__Extracted text__.
** START **

Saturday Cartoon by Ralph Underhill

biodiversity offsetting

 

Ralph Underhill writes:  I passionately believe that the planning system needs to do more for wildlife, particularly areas that currently have no protection. However, I do not think “Biodiversity Offsetting” is the right mechanism, even if existing proposals aren’t too bad it is the principle and precedent setting that we should really be worried about. Given the track record of government do we really think that once such a precedent is in place that it will stop there? I feel this is naive and that it will only be a matter of time until the same principle is used to justify damage those sites and species that are protected.

Mark Avery writes: Defra consulted on biodiversity offsetting and is currently assessing what to do next. I hope they do absolutely nothing.

** END **

__Information supplied__.
** START **

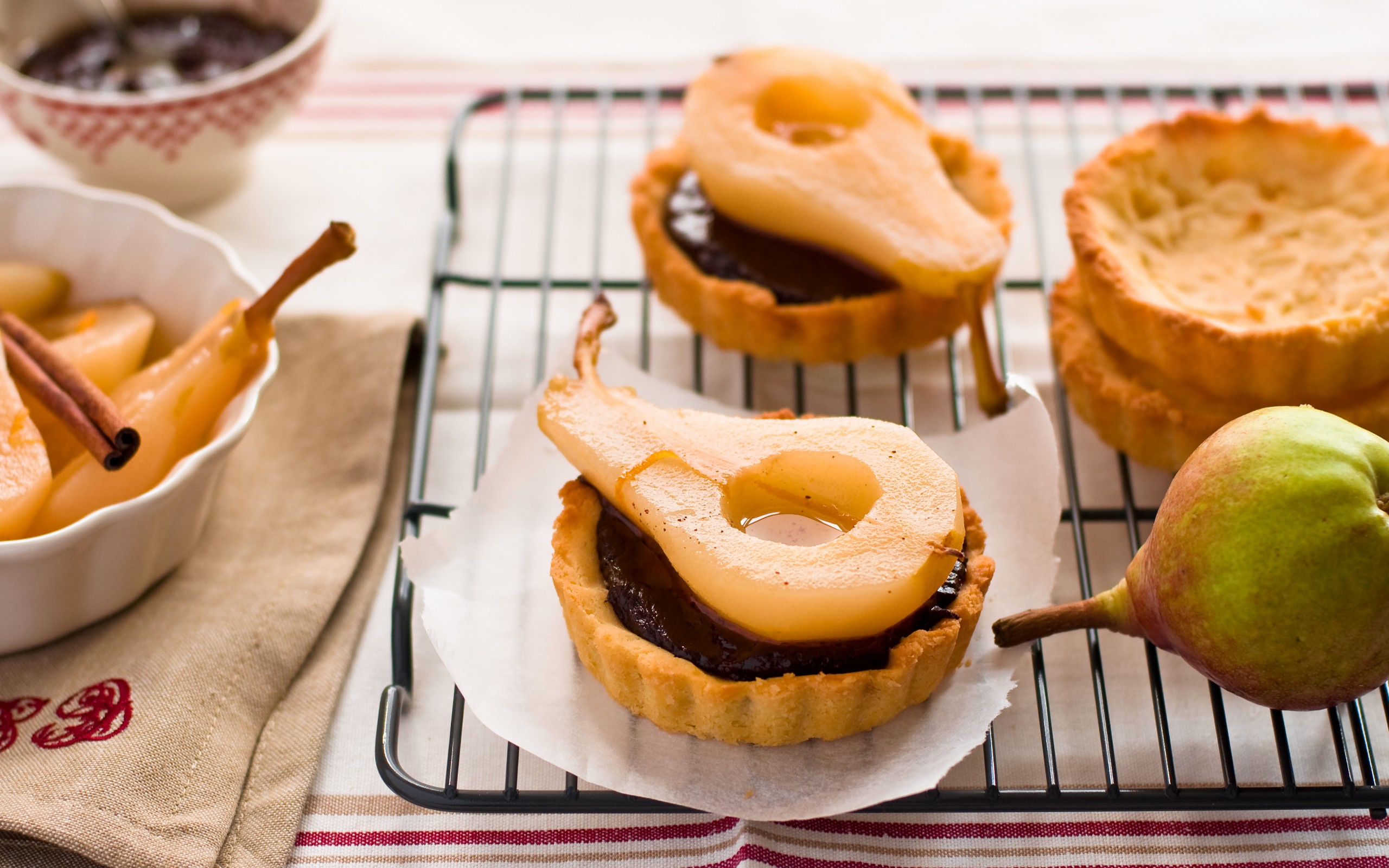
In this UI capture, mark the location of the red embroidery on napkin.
[32,678,131,750]
[0,696,49,753]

** END **

__Exercise prompt__. Please write out the part of the biodiversity offsetting post that starts with "Saturday Cartoon by" and goes on through "do absolutely nothing.", word for word.

__Solution for this task__.
Saturday Cartoon by Ralph Underhill

biodiversity offsetting

 

Ralph Underhill writes:  I passionately believe that the planning system needs to do more for wildlife, particularly areas that currently have no protection. However, I do not think “Biodiversity Offsetting” is the right mechanism, even if existing proposals aren’t too bad it is the principle and precedent setting that we should really be worried about. Given the track record of government do we really think that once such a precedent is in place that it will stop there? I feel this is naive and that it will only be a matter of time until the same principle is used to justify damage those sites and species that are protected.

Mark Avery writes: Defra consulted on biodiversity offsetting and is currently assessing what to do next. I hope they do absolutely nothing.